_Supplied text_
-- Start --
MS. MYERS: The following is a tentative press schedule for the President's travel to Italy, the U.K. and France June 1 through 8. Copies of the print pool report giving further details on sites and facilities are available in the bins. You'll also find a document prepared 50 years ago for media coverage of the actual D Day landing made available through this very press office and is available to us through the National Archives. Wait, where's the following -- oh, I see. I'm only announcing the -- the schedules are in the bins.

Q: It's not true that some of us were there.

MS. MYERS: That's right. I don't know, some of you might have been. It's entirely possible. That pretty much exhausts the announcement.

Q: Dee Dee, what is taking the President so long to name a Supreme Court justice?

MS. MYERS: I think he's taking an adequate amount of time to make a thoughtful decision. This is, obviously, a very important decision, but I think this is certainly a reasonable amount of time given the magnitude of this particular appointment. As you know, the President has a meeting even as we speak with his senior advisers on this issue, and I expect he'll have an announcement soon.

Q? Today?

MS. MYERS: I think it could happen at any time. The President's in the final phase of the decision-making process, and I certainly won't speculate as to timing.

Q: Earlier this week some of his staffers were saying that they didn't need --

MS. MYERS: Vanna will be up to turn the letters in just a moment. (Laughter.)

Q: Earlier some of his staffers were saying that there didn't need to be meetings anymore, that all the work had been done, the President just had to choose, but he can't seem to quite commit.

MS. MYERS: Again, I think the President's very close. He asked his advisers to come in one more time to discuss it, which they're doing even as we speak. And again, I think you'll have a decision on this -- an announcement on that decision very, very soon.

Q? Is there a federal judge in the building? (Laughter.)

MS. MYERS: Not to my knowledge.

Q? Has he done any interviews on this or does he basically know the people well enough --

MS. MYERS: Early on in the process we said we wouldn't be commenting on who he talked to and when, only that he left open the possibility that he may, in fact, talk to some of the candidates.

Q? talked to Judge Breyer when Judge Breyer was in town today?

MS. MYERS: I don't know. Is Judge Breyer in town today?

Q: Yes.

MS. MYERS: Has he been bicycling recently?

Q: Oooh.

Q: Dee Dee, do you have any comment on Congressman Rostenkowski's suggestion that a large, broad-based tax will be needed to pay for health care reform?

MS. MYERS: The President sort of commented on that yesterday. He said he had some questions about whether that would be fair to working people. I think Chairman Rostenkowski certainly shares the President's objectives in health care reform, and that is a plan that will provide guaranteed private insurance for every American, include comprehensive benefits. That is something that is being worked out through the committee process now.

Q: I have a two-part follow-up to that. First, is the President going to sign off on a tax package to replace the GATT revenue?

MS. MYERS: We're currently working on the funding questions related to GATT with Congress. It's very similar to the process we used in funding NAFTA. It will be a bipartisan process. It will involve the relevant committee chairs on both sides of the aisle, committee members on both sides of the aisle. And we just don't have any final decisions on that yet.

Q: But you're not ruling out taxes?

MS. MYERS: We're not ruling anything in or out. Again, it's something that will be determined through a very collective process with Congress. OMB Director Panetta, Secretary Bentsen and others are working on this, Ambassador Kantor are working on this review regularly.
-- End --
_Given data_
-- Start --
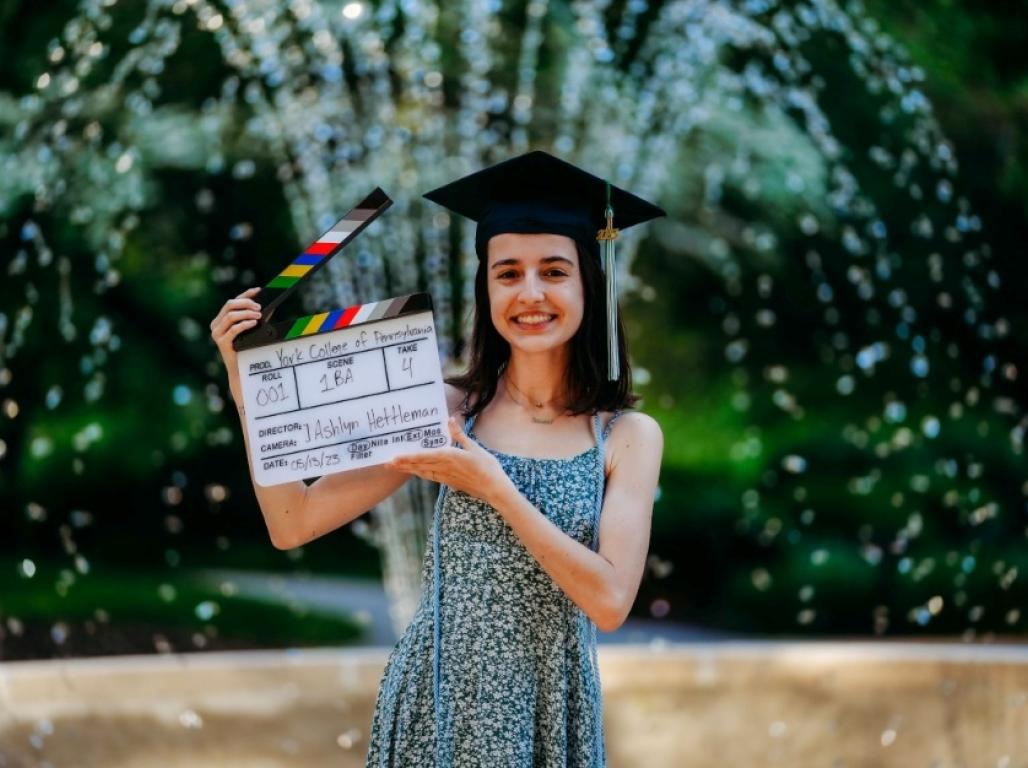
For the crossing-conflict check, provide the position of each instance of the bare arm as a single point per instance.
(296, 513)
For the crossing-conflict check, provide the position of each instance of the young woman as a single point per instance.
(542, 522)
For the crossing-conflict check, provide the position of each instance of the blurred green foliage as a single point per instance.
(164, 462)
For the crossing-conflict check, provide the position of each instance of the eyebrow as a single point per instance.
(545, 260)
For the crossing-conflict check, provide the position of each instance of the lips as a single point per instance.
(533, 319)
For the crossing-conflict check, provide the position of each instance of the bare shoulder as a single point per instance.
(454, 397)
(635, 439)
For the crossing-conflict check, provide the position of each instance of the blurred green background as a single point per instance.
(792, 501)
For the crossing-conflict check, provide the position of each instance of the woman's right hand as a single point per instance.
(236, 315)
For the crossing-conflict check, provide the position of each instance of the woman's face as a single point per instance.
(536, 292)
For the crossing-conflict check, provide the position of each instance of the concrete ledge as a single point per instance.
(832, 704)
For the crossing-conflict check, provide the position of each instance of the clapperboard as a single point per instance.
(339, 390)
-- End --
_The problem_
Continue the press briefing transcript from the point where it stops.

_Written answer_
Q: There's a long list of taxes.

MS. MYERS: Again, this is something that we'll work through with Congress. We're not ruling anything in or out. Obviously, because of the Budget Act, we have to pay for it. And we will find a way to do that and the President expects it will get done this year.

Q: There's a likelihood of taxes there. You've got Rostenkowski calling for broad-based taxes; in Kennedy's health plan he calls for a two percent tax.

MS. MYERS: Two percent tax on firms with five or fewer employees, a two percent payroll tax in lieu of up to a 3.5 or 3.9 percent contribution to health care.

Q: All of a sudden out of Washington there's a lot of talk of new taxes. Can you say anything to reassure people that the President is going to be looking at this, looking at protecting their pocketbooks? Or how are you going to answer charges that all of a sudden there's a tax-and-spend mentality reasserting itself here?

MS. MYERS: First of all, the President has not proposed or endorsed any new tax measures. In fact, the only thing that he has done is rule out effectively new taxes to pay for welfare reform.

Certainly there are other proposals working their way through Congress that include some revenue increases -- as you pointed out, Chairman Rostenkowski. I think Senator Kennedy's plan includes a very small payroll tax, again, those firms with five or fewer employees.

I think if the average Americans look at what has happened to them over the past 15 months, they can answer that question themselves. First of all, 99 percent of -- 98.8 percent of Americans saw no increase in their income taxes. This economy has been revived. It's doing much better, creating jobs -- we've created almost 3 million new jobs in the last 15 months. And I think that those results speak for themselves.

Q: Is the President now conceding that his health care plan will not prevail and that whatever emerges will be either Kennedy's or a mix of Kennedy and several others?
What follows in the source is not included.